* **WHAT TO WORK ON**
A. Using the text on film and medicine, answer each question in a short phrase, one per line:
(i) How long was Philip French the film critic of the Observer?
(ii) What was Neill Blomkamp's first movie?
(iii) In Elysium, where have the super-rich gone?
B. Condense the paragraph of the text on film and medicine that begins "Last week's release of Elysium" into two sentences, keeping its main facts.
C. Proceed with the text on film and medicine, picking up after its final sentence.

* **DOCUMENT TEXT**
4 Sep, 13 | by BMJ
“Just enjoy the film, dad, you don’t always have to write about it!” is a familiar refrain from my family on our sporadic outings to the movies. Yet cinema was the great art form of the 20th century and this century is continuing the same way, according to Philip French, the masterly film critic of the Observer who retired this month after over 50 years in the post.
The broad appeal and high profile of the medium provides a fantastic opportunity for commentary, powered by the cocktail of entertainment, aesthetics, and information that characterizes good art.
As a teacher in medical humanities—where we try to open students’ eyes to the complex relationships between medicine, personal experiences of illness, and societal currents—film is a treasure trove for exploring these complex ideas and debates.
Perhaps more interesting are films where the themes are a by-product of astute perception. Clint Eastwood almost certainly did not design Gran Torino to be a remarkable commentary on ageing, and the carefully crafted Revolutionary Road provides telling insights into depression.
Last week’s release of Elysium once again showed the opportunity to provoke timely reflection nested in a summer blockbuster. The first movie from its South African director, Neill Blomkamp, was the superb District 9, a transposition of apartheid into an alien science-fiction movie. By removing the topic from its familiar roots and context, we experienced the horror of apartheid afresh.
In his next movie, Elysium, the themes have a clear resonance with the current debate on President Obama’s healthcare reforms—for those who are willing to see them! In an overcrowded, impoverished, and polluted future Earth, the super-rich have removed themselves to a huge space station—the eponymous Elysium—with cutting edge health technology denied to all remaining on Earth.

* **STUDY MATERIAL**
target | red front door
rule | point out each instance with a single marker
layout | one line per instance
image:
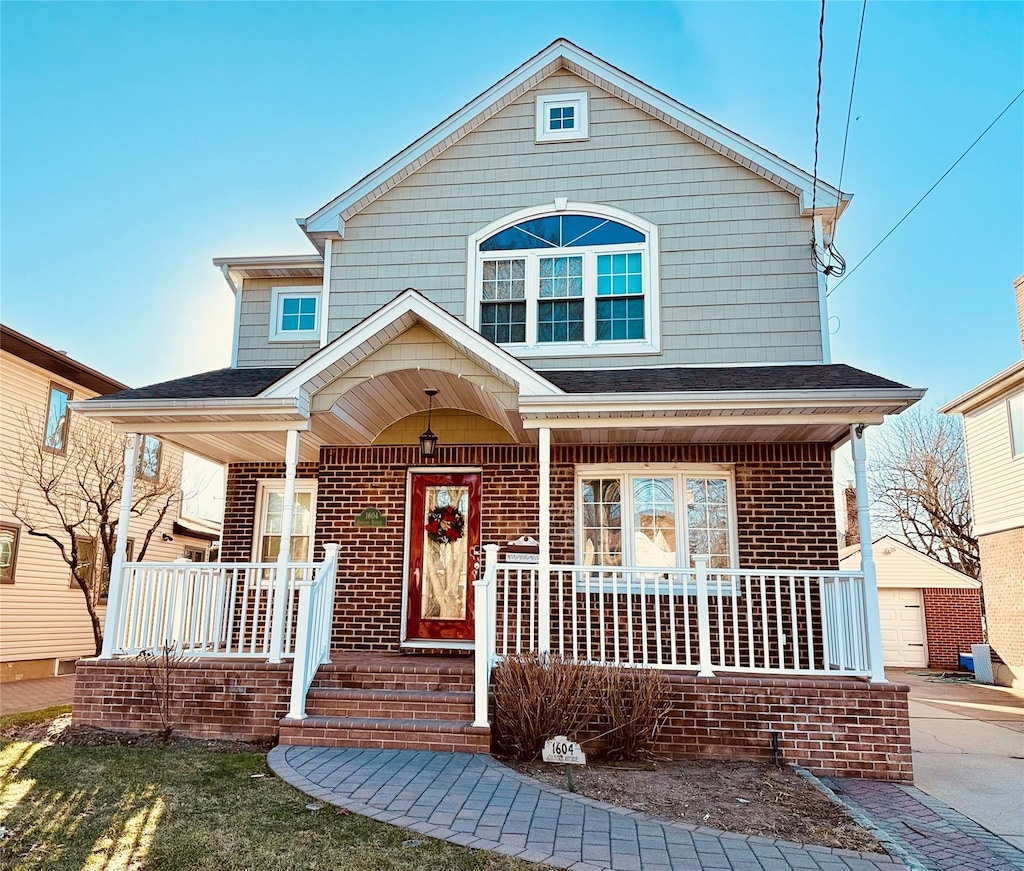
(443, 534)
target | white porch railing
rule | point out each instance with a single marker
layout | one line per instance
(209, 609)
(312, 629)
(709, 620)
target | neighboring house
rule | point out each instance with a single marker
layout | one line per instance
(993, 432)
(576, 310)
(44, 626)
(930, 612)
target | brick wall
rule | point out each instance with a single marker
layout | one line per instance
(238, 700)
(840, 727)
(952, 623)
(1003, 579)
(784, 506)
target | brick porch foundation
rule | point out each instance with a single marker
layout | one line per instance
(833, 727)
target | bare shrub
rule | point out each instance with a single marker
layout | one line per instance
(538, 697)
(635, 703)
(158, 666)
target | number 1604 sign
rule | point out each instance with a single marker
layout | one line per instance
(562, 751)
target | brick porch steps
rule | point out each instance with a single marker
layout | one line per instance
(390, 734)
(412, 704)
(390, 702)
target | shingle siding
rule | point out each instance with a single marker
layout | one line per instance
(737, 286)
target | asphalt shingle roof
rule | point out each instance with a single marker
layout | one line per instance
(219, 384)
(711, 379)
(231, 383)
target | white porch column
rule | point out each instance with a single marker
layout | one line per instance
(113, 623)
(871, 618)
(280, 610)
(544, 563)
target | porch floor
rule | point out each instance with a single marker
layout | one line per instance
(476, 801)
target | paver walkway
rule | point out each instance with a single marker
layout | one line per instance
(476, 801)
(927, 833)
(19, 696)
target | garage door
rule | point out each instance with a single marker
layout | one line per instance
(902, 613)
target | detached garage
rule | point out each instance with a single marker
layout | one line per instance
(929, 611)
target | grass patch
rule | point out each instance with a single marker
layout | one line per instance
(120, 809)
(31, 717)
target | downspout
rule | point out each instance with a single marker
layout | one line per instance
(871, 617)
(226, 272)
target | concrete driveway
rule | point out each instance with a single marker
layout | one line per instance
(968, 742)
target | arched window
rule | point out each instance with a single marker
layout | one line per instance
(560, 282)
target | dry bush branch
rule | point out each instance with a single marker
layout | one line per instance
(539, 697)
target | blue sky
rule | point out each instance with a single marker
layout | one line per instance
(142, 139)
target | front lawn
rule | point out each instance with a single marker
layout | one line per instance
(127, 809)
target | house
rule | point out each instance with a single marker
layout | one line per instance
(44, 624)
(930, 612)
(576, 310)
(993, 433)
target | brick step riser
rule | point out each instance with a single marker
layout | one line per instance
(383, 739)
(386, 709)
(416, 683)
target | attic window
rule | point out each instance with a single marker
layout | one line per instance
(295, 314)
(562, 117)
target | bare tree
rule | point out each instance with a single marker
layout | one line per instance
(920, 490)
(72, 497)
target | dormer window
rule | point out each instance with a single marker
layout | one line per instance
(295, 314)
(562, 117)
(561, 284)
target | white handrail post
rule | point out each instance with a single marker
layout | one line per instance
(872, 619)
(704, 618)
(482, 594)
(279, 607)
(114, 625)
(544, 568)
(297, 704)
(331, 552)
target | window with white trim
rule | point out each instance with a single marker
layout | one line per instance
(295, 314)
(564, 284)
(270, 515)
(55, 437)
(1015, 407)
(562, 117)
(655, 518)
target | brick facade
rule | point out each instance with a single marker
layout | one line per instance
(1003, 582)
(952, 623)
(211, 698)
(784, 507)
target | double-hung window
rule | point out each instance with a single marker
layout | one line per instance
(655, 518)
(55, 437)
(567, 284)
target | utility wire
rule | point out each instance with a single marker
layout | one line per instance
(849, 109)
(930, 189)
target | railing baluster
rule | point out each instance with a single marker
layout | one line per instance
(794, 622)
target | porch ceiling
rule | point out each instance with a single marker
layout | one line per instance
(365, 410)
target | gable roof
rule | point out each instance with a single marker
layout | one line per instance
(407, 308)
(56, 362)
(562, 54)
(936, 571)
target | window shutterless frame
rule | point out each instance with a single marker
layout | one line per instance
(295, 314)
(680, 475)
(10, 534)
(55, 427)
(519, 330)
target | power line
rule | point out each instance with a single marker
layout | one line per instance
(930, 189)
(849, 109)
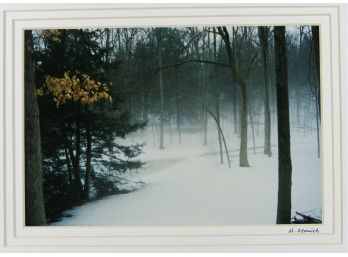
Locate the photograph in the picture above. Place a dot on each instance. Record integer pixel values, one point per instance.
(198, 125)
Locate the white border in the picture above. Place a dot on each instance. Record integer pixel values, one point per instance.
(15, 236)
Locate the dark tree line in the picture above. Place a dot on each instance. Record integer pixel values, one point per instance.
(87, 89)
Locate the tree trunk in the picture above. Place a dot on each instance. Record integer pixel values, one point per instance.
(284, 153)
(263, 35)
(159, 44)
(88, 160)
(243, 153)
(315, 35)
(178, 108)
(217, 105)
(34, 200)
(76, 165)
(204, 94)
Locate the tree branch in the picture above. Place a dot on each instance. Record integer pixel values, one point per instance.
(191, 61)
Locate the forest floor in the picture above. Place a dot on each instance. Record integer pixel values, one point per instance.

* **ANSWERS FOR EACH ITEM**
A.
(i) Over 50 years
(ii) District 9
(iii) A huge space station called Elysium

B. The release of Elysium showed again how a summer blockbuster can prompt timely reflection. Neill Blomkamp, its South African director, first made District 9, which moved apartheid into an alien science-fiction setting so that viewers experienced its horror afresh.

C.
Rather like current migrants attempting to reach European shores, the desperate pay criminals to try to reach Elysium. While many die on the way, those that arrive are barred from healthcare and returned, mirroring the current debate in the United Kingdom to charge illegal immigrants for NHS healthcare.
In a divided and politically partisan United States of America, opposition to the extension of universal healthcare has often been driven by party loyalty, doctrine, and raucous polemic (and the role of the medical profession has not been inspiring).
Perhaps moviegoers from across the divide, on a night out to see a spectacularly executed action and science fiction movie, might see afresh the cruelty of a healthcare system where almost 50 million people did not have health insurance, but in a context that is free of the usual political prompts and spurs.
But at a deeper level, the director has also planted a more subversive message on class and health. One of the most important discoveries of the last decade has been the recognition that the health of a population depends more on the social gradient—the gap between the rich and poor in a country—than on the average wealth of its citizens.
This is a subtle concept, and one that runs counter to the tenor of much political discourse in the United States, despite explaining the relatively poor life expectancy in the face of a high spend on hi-tech care.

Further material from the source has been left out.